- **EXTRACTED TEXT**
* * *

Hackman gives a top-notch performance in every single movie he's in. It doesn't matter what.
I agree. Unforgiven wouldn't be one of the greatest movies of all-time without his performance as Sheriff Little Bill. A lesser actor would have fucked it up.

As for recommendations, I've been on an 80s Sword & Sorcery kick recently thanks to Tubi. You really can't go wrong with the very best of the bunch (Conan the Barbarian) Other incredibly fun movies are Deathstalker 1&2, Conan the Destroyer, Beastmaster, Barbarian Queen, and Sorceress. All except for Beastmaster are on Tubi.
 
As for recommendations, I've been on an 80s Sword & Sorcery kick recently thanks to Tubi. You really can't go wrong with the very best of the bunch (Conan the Barbarian) Other incredibly fun movies are Deathstalker 1&2, Conan the Destroyer, Beastmaster, Barbarian Queen, and Sorceress. All except for Beastmaster are on Tubi.
The Deathstalker/Barbarian Queen pictures are primo '80s Corman.

Joe Bob Briggs wrote a real interesting obit for Lana Clarkson, the Barbarian Queen star, who later became more mainstream famous when Phil Spector shot her:

 
David Macaulay documentaries - these documentaries are adaptations of David's books of the same name, written in the late 80's.
They are hosted and narrated by David himself (sometimes with a co-host), where he describes how and why these various works of art were built.
Mind you these were made primarily for children so they don't get that technical, but it's still very interesting.
Tying these live action explanations is an animated narrative where historical and made up characters demonstrate the difficulties and intricacies of the projects.
The animation is pretty decent though there are a few moments where it looks like it was animated by the people who made the Zelda CDI animations.
You can find them on YuTube but in low quality.




 
I'm curious if there's anything (recent) like Reacher or the Roundup movies where it boils down to casting a dude who looks huge on film and having him bulldoze through waves of goons.
 
I will check that one out
After you’re done watching Kaiji, please take the time out of your day to watch Akagi. It is arguably one of the best examples of a prequel done right, and is honestly one of the best examples of drama and gambling done in a detailed and well-written manner.

If I were being bold, I’d put this in the top 25 anime I’ve seen in my life.
I pretty much binge the entire works of that mangaka now, his stuff is amazing.
Even without knowing that much about majong I really enjoyed the anime a lot, though I have read that one has to read the manga to get the full story and that the mangaka took like 20 years to finish the blood betting majong arc.
If someone knows the game well, that anime/manga is 100% a must watch.

I'm currently watching the Tonegawa spin off anime and it's also great content.
When I'm done with that I will most likely read the rest of the Kaji Manga and the spinoff manga for the casino manager in the pachinko arc.
 
Bad Monkey’s final two episodes were an unsatisfying finale, still suprised a certain character bought it. The novel had a better ending, it was funnier and brutal.

They better deviate with the sequel book like they did with this one, I liked the additional story and dynamic with Rosa. That book gets rid of her quick.

* * *

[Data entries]
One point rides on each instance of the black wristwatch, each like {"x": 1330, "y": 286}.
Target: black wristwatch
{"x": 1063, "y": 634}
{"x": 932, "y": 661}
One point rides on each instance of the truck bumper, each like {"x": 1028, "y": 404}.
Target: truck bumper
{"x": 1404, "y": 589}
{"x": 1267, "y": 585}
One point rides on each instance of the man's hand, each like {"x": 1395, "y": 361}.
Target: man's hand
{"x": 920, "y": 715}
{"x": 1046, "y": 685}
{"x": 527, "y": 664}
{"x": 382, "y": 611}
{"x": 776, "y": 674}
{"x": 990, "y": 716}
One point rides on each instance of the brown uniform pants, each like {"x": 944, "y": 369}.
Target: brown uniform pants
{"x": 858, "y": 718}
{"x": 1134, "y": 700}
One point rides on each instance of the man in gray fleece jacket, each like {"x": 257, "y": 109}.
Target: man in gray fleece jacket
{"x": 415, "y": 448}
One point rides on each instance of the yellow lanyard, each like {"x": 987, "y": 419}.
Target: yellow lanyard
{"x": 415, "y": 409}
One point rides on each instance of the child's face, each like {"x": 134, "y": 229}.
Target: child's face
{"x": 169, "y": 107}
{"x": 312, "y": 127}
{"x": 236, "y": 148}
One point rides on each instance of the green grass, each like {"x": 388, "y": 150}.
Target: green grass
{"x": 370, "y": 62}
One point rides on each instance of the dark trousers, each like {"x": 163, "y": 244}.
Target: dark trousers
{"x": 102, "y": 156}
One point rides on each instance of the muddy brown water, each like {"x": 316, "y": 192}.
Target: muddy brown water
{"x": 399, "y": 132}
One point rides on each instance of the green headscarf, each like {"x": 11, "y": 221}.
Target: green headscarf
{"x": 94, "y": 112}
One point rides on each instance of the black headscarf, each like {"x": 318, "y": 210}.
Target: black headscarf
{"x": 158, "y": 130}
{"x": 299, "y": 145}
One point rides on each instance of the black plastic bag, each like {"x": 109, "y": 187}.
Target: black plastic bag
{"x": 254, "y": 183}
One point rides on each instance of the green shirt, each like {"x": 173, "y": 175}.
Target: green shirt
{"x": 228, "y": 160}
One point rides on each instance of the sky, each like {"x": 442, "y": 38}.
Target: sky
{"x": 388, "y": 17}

* * *

In the movie-recommendation text, which of the recommended '80s Sword & Sorcery films is not on Tubi?

- **RESULT OF THE EXERCISE**
Beastmaster.